**** TESTO ESTRATTO ****
Luglio 15th, 2015 Riccardo Fucile
AL SUD IL DOPPIO DEL NORD
Dopo due anni di aumento, nel 2014 l’incidenza della povertà assoluta in Italia si mantiene sostanzialmente stabile.
Lo rileva l’Istat nell’indagine sulla spesa delle famiglie, da cui emerge che sono più di 7 milioni, nel 2014, gli Italiani poveri. Di questi oltre 4 milioni vivono in condizioni di povertà assoluta: sono i più poveri tra i poveri, non possono permettersi di acquistare il minimo indispensabile per vivere.
Nel Mezzogiorno la povertà assoluta rimane quasi doppia rispetto al resto del paese, soprattutto nei piccoli comuni.
OLTRE 4 MILIONI DI PERSONE IN POVERTà€ ASSOLUTA.
Nel 2014, 1 milione e 470 mila famiglie (il 5,7% di quelle residenti) è in condizione di povertà assoluta, per un totale di 4 milioni e 102 mila persone (6,8% della popolazione residente).
La povertà assoluta è sostanzialmente stabile anche sul territorio, si attesta al 4,2% al Nord, al 4,8% al Centro e all’8,6% nel Mezzogiorno.
Migliora la situazione delle coppie con figli (tra quelle che ne hanno due l’incidenza di povertà assoluta passa dall’8,6% al 5,9%), e delle famiglie con a capo una persona tra i 45 e i 54 anni (dal 7,4% al 6%); la povertà assoluta diminuisce anche tra le famiglie con a capo una persona in cerca di occupazione (dal 23,7% al 16,2%), a seguito del fatto che più spesso, rispetto al 2013, queste famiglie hanno al proprio interno occupati o ritirati dal lavoro.
Nonostante il calo (dal 12,1 al 9,2%), la povertà assoluta rimane quasi doppia nei piccoli comuni del Mezzogiorno rispetto a quella rilevata nelle aree metropolitane della stessa ripartizione (5,8%).
Il contrario accade al Nord, dove la povertà assoluta è più elevata nelle aree metropolitane (7,4%) rispetto ai restanti comuni (3,2% tra i grandi, 3,9% tra i piccoli). Tra le famiglie con stranieri la povertà assoluta è più diffusa che nelle famiglie composte solamente da italiani: dal 4,3% di queste ultime (in leggero miglioramento rispetto al 5,1% del 2013) al 12,9% per le famiglie miste fino al 23,4% per quelle composte da soli stranieri.
Al Nord e al Centro la povertà tra le famiglie di stranieri è di oltre 6 volte superiore a quella delle famiglie di soli italiani, nel Mezzogiorno è circa tripla.
**** ELENCO ****
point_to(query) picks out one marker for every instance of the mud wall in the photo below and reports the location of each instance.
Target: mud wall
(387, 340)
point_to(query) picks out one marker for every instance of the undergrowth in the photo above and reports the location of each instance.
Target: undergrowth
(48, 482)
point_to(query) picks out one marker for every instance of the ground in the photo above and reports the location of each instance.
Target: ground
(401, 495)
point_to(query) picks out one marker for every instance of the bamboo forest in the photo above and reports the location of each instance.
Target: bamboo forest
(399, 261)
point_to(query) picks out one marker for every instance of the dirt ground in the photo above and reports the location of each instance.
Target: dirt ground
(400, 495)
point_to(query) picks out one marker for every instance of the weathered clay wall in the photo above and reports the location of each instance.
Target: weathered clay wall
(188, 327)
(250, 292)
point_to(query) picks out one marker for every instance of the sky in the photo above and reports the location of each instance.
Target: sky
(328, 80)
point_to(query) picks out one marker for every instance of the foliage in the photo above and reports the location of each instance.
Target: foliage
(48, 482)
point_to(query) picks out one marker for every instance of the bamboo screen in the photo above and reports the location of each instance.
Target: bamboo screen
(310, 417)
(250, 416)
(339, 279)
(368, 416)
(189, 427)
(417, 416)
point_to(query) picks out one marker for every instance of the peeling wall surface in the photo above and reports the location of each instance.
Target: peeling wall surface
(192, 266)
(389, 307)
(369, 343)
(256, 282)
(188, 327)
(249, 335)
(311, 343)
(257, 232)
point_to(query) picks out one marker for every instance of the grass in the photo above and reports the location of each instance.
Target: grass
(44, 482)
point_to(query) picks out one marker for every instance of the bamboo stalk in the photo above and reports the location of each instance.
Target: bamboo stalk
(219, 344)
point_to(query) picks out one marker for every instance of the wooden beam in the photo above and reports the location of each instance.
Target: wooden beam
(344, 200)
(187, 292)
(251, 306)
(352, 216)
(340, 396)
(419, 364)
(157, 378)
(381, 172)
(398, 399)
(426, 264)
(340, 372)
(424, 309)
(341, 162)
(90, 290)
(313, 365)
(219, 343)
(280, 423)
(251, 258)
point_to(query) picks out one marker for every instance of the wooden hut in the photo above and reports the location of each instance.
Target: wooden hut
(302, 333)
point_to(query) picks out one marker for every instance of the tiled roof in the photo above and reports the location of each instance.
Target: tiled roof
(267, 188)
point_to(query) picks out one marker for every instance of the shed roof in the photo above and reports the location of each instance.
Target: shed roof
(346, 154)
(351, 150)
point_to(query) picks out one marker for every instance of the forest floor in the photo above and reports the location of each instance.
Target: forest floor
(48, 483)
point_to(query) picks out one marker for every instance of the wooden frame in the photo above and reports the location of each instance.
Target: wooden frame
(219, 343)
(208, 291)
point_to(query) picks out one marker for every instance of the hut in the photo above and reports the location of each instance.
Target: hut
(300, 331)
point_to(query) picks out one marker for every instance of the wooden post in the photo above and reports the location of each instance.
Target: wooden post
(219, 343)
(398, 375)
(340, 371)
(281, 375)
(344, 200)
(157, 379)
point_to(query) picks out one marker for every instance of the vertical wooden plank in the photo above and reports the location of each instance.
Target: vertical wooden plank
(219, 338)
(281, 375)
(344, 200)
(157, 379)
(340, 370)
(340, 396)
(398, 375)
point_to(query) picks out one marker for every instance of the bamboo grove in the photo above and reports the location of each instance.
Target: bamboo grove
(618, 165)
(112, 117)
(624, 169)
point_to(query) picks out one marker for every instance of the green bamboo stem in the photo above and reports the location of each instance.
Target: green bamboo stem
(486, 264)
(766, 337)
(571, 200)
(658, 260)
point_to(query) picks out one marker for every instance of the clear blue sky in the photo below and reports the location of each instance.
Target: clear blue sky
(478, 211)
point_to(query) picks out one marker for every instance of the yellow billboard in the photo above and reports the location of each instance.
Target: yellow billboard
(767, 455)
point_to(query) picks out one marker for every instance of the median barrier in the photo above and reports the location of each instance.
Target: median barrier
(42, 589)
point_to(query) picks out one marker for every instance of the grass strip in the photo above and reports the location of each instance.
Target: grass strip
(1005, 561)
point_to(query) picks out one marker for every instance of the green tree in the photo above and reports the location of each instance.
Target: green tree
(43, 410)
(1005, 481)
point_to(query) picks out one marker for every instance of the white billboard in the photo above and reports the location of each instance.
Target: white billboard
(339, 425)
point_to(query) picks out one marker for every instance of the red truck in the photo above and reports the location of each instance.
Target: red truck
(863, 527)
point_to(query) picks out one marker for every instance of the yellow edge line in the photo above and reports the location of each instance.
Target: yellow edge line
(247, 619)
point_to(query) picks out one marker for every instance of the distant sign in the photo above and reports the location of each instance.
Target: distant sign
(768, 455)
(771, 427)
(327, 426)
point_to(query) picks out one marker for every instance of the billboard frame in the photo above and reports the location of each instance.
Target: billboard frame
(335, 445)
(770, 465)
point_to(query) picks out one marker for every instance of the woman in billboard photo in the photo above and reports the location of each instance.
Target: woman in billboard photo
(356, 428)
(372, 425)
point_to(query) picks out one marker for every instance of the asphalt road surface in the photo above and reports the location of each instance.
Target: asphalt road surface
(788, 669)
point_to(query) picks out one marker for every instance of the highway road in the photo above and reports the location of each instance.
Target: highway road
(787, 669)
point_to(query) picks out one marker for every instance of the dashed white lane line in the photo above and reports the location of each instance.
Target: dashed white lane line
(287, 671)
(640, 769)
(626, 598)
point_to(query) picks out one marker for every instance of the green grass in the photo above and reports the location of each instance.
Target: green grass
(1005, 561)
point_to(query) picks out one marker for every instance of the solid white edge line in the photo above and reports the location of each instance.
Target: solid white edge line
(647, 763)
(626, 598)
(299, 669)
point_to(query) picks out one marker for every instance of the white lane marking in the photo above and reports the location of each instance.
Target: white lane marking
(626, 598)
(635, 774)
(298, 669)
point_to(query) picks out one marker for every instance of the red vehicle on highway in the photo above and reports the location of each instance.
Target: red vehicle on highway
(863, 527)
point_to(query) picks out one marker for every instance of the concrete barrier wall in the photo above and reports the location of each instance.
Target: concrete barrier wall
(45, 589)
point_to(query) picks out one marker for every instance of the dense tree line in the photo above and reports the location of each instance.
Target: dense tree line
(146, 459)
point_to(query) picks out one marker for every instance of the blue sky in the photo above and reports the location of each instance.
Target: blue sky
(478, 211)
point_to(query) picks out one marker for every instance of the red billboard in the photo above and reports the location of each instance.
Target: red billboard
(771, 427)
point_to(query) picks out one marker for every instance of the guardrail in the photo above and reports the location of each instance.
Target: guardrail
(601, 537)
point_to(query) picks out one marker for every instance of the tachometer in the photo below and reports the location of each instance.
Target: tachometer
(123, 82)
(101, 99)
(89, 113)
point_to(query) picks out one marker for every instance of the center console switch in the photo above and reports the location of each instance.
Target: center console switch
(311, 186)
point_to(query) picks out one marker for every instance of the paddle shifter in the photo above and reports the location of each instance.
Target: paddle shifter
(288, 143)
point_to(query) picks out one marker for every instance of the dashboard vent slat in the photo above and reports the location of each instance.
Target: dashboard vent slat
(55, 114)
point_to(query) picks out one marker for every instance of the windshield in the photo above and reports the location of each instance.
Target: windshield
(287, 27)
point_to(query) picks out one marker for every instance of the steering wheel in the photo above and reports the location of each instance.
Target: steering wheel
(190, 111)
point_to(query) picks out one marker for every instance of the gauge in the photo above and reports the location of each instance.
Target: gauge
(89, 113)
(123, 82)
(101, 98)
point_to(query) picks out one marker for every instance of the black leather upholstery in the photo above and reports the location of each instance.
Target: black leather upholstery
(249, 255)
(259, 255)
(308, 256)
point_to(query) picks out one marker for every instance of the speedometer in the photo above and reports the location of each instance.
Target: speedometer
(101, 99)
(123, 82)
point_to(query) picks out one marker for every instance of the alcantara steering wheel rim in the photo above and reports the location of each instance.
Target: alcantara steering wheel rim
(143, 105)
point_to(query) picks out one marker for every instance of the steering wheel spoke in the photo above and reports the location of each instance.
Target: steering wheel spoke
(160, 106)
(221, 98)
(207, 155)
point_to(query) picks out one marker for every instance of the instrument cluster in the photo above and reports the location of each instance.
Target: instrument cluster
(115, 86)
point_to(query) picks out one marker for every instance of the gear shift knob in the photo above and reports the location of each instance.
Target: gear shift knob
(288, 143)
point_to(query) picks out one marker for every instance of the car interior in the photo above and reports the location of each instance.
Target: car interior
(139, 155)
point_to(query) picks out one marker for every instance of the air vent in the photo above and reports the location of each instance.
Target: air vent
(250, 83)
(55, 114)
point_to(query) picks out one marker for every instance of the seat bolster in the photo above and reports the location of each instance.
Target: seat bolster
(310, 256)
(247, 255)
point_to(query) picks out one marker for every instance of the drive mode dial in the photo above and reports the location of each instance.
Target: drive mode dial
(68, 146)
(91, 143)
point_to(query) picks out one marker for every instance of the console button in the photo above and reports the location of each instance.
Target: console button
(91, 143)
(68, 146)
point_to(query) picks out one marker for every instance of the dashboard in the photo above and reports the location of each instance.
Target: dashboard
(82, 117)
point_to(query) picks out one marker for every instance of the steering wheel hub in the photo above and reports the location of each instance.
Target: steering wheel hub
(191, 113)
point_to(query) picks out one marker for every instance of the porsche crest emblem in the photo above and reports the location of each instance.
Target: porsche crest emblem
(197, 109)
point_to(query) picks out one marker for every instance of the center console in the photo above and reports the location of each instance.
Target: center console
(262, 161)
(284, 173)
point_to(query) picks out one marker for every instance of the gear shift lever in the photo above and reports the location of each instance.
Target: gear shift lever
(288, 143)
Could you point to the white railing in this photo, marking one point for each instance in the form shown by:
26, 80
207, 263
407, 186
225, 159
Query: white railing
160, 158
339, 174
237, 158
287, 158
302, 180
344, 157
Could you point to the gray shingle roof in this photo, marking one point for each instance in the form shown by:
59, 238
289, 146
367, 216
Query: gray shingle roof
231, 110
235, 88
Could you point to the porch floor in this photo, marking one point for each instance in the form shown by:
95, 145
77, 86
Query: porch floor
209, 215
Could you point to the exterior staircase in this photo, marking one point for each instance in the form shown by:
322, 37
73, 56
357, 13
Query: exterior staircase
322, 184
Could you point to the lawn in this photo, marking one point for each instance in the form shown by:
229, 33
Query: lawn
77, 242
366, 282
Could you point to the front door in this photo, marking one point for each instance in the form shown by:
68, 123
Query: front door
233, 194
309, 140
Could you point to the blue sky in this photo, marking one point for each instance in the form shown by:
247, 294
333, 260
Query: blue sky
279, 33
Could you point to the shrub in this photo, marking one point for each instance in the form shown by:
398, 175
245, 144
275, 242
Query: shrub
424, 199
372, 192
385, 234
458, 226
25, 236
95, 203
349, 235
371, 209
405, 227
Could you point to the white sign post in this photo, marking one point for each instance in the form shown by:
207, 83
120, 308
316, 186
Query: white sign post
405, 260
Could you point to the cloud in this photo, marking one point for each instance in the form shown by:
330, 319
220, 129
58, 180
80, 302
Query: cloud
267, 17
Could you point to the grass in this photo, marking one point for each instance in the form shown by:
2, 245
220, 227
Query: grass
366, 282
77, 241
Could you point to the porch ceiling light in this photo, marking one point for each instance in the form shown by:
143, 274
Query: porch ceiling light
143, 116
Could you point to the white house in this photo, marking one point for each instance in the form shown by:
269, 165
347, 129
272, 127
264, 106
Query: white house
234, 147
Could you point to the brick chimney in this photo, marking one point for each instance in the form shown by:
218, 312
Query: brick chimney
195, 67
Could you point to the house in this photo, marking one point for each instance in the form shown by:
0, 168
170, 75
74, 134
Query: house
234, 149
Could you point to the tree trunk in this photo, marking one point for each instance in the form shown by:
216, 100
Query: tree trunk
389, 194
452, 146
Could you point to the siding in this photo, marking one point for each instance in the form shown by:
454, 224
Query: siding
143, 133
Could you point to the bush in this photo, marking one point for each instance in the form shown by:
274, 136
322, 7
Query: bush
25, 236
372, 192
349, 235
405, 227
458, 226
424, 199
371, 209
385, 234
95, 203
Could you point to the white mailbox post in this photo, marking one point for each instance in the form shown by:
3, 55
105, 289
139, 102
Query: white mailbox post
****
__CONSEGNA 1__
Riassumi in due frasi l'articolo sulla povertà in Italia.
__CONSEGNA 2__
Riprendi l'articolo sulla povertà in Italia dal punto in cui si ferma.

__RISPOSTA 1__
Secondo l'indagine Istat sulla spesa delle famiglie, dopo due anni di aumento la povertà assoluta in Italia è rimasta sostanzialmente stabile nel 2014. Ha riguardato 1 milione e 470 mila famiglie, cioè 4 milioni e 102 mila persone (il 6,8% della popolazione residente), con un'incidenza nel Mezzogiorno (8,6%) quasi doppia rispetto al resto del paese e molto più alta tra le famiglie con stranieri che tra quelle di soli italiani.

__RISPOSTA 2__
L’incidenza di povertà assoluta scende all’aumentare del titolo di studio: se la persona di riferimento è almeno diplomata, l’incidenza (3,2%) è quasi un terzo di quella rilevata per chi ha la licenza elementare (8,4%). Inoltre, la povertà assoluta riguarda in misura marginale le famiglie con a capo imprenditori, liberi professionisti o dirigenti (l’incidenza è inferiore al 2%), si mantiene al di sotto della media tra le famiglie di ritirati dal lavoro (4,4%), sale al 9,7% tra le famiglie di operai per raggiungere il valore massimo tra quelle con persona di riferimento in cerca di occupazione (16,2%).
OLTRE 7 MILIONI DI PERSONE IN POVERTà€ RELATIVA.
Come quella assoluta, la povertà relativa risulta stabile e coinvolge, nel 2014, il 10,3% delle famiglie e il 12,9% delle persone residenti, per un totale di 2 milioni 654 mila famiglie e 7 milioni 815 mila persone.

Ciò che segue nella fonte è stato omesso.